REQUEST | Reproduce every one of the entries below word for word, with each line unchanged and in the same order.

start MATERIAL SUPPLIED

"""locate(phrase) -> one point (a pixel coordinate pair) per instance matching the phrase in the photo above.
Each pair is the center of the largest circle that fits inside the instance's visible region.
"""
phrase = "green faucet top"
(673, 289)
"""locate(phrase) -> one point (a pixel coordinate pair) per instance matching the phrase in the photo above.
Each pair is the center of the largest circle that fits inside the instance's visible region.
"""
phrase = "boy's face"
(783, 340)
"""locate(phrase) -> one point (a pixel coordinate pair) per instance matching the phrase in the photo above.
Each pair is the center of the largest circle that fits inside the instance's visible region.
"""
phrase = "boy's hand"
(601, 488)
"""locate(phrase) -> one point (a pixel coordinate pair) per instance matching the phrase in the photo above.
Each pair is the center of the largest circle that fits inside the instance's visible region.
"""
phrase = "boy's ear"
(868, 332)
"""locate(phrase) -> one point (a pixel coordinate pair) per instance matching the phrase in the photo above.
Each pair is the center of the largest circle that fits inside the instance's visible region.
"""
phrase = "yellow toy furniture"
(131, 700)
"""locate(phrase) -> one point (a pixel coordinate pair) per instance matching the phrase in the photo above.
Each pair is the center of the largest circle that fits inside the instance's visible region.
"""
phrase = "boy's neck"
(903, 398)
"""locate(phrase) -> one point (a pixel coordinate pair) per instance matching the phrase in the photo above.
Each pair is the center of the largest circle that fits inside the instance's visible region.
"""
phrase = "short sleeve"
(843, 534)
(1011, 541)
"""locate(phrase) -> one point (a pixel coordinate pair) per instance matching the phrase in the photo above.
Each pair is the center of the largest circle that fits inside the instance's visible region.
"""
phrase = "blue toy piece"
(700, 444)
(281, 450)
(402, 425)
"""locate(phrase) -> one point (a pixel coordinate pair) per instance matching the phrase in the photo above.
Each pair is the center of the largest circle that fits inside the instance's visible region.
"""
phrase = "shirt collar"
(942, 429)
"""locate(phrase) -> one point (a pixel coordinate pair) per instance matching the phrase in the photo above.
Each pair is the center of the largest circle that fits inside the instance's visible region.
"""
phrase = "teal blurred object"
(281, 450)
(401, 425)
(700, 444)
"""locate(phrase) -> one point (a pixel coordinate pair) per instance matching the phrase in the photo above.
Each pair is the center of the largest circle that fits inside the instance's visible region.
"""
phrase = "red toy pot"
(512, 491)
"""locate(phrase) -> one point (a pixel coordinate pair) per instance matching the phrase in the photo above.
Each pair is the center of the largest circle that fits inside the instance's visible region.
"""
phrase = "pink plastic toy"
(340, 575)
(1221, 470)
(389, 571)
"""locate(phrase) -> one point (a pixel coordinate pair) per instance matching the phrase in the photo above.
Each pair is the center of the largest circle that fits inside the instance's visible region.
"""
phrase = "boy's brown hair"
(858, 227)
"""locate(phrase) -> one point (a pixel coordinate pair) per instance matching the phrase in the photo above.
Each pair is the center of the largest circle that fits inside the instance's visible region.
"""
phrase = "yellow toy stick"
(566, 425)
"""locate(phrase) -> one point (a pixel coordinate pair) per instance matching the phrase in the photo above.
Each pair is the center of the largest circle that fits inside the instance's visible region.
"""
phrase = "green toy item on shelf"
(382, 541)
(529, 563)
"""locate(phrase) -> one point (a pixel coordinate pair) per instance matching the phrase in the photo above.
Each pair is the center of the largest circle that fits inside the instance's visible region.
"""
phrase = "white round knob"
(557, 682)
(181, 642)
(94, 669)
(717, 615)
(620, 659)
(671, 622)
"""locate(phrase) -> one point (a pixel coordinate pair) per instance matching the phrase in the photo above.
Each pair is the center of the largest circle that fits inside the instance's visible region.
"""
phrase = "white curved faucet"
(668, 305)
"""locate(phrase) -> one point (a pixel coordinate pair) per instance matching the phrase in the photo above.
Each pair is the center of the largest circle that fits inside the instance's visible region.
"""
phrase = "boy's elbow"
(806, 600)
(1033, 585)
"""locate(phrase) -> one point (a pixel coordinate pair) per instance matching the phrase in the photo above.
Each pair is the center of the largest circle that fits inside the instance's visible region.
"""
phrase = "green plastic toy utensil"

end MATERIAL SUPPLIED

PROBLEM SOLUTION |
"""locate(phrase) -> one point (a pixel coordinate pair) per instance matching the phrase in the photo above.
Each pair is the center of the largest circle that fits inside the instance's visible region.
"""
phrase = "green faucet top"
(673, 289)
"""locate(phrase) -> one point (a pixel coordinate pair) per instance matching the phrase in the photo above.
Each pair is the center of the largest circle that fits inside the instance's visible region.
"""
phrase = "boy's face"
(783, 340)
"""locate(phrase) -> one point (a pixel coordinate pair) per instance matching the phrase in the photo above.
Each pair is the center of the largest circle that fits inside the instance's visible region.
"""
phrase = "boy's hand"
(601, 488)
"""locate(phrase) -> one point (a pixel coordinate pair) per instance matching the phrase in the photo above.
Each pair is the center of the largest circle that fits inside the instance's visible region.
"""
phrase = "boy's ear"
(868, 332)
"""locate(phrase) -> one point (a pixel coordinate pair) per instance matching the phrase in the photo above.
Each pair is the center of the largest circle that fits inside the instance's visible region.
"""
phrase = "yellow toy furniture"
(131, 700)
"""locate(phrase) -> one point (a pixel coordinate pair) per instance matching the phrase in the photo above.
Each pair is the center of the largest circle that fits inside the instance's visible region.
"""
phrase = "boy's neck"
(903, 398)
"""locate(phrase) -> one point (a pixel coordinate pair) per instance matching the phrase in the photo above.
Each pair is the center of the largest circle that fits inside the instance's visible region.
"""
phrase = "short sleeve"
(843, 534)
(1011, 541)
"""locate(phrase) -> one point (a pixel coordinate pair) per instance matching the phrase in the photo above.
Each pair is the center of the largest circle that fits inside the instance's visible region.
"""
phrase = "blue toy piece"
(700, 444)
(281, 450)
(402, 425)
"""locate(phrase) -> one point (a pixel coordinate pair) per instance matching the phrase in the photo above.
Each pair is the center of the largest circle that fits inside the instance's visible region.
"""
phrase = "shirt collar"
(942, 429)
"""locate(phrase) -> one point (a pixel coordinate pair) per instance matching the phrase in the photo above.
Each pair is the center of the largest circle that fits inside the instance's visible region.
"""
phrase = "teal blurred object"
(281, 450)
(401, 425)
(700, 444)
"""locate(phrase) -> one point (a pixel coordinate pair) per instance matching the phrase in the photo above.
Each pair is the center of the largest circle that fits inside the instance's visible region.
"""
phrase = "red toy pot"
(512, 491)
"""locate(phrase) -> one point (a pixel coordinate pair) per instance matching the phrase in the photo above.
Each pair is the center of the largest circle that fits inside the instance's visible region.
"""
phrase = "pink plastic toy"
(340, 575)
(1221, 470)
(389, 571)
"""locate(phrase) -> one point (a pixel coordinate pair) per instance matching the phrase in the photo above.
Each pair is the center of the largest circle that fits inside the instance's visible region.
"""
phrase = "boy's brown hair"
(858, 227)
"""locate(phrase) -> one point (a pixel coordinate pair) per instance matching the phrase in the photo above.
Each pair is the center of the largest circle that fits inside the instance's visible region.
"""
phrase = "yellow toy stick"
(566, 425)
"""locate(phrase) -> one point (a pixel coordinate pair) per instance matching the phrase in the photo above.
Each pair is the center of the largest circle that fits inside the instance's visible region.
"""
phrase = "green toy item on shelf"
(382, 541)
(529, 563)
"""locate(phrase) -> one point (a pixel coordinate pair) per instance matching the phrase in the photo above.
Each pair is the center of the largest circle that fits inside the instance's visible region.
"""
phrase = "white round knob"
(557, 682)
(181, 642)
(94, 669)
(717, 615)
(620, 659)
(671, 622)
"""locate(phrase) -> one point (a pixel coordinate pair) per instance matching the phrase in the photo above.
Each pair is the center of the largest circle that fits inside the instance's visible region.
"""
phrase = "white curved faucet"
(668, 305)
"""locate(phrase) -> one point (a pixel coordinate pair) per instance matching the phrase in the photo above.
Each pair is the center of the largest circle that fits inside the instance's visible region.
"""
phrase = "boy's elbow"
(806, 600)
(1033, 585)
"""locate(phrase) -> one point (a pixel coordinate pair) per instance matching the phrase in the photo above.
Each pair is the center of the largest circle that fits inside the instance's visible region.
"""
phrase = "green plastic toy utensil"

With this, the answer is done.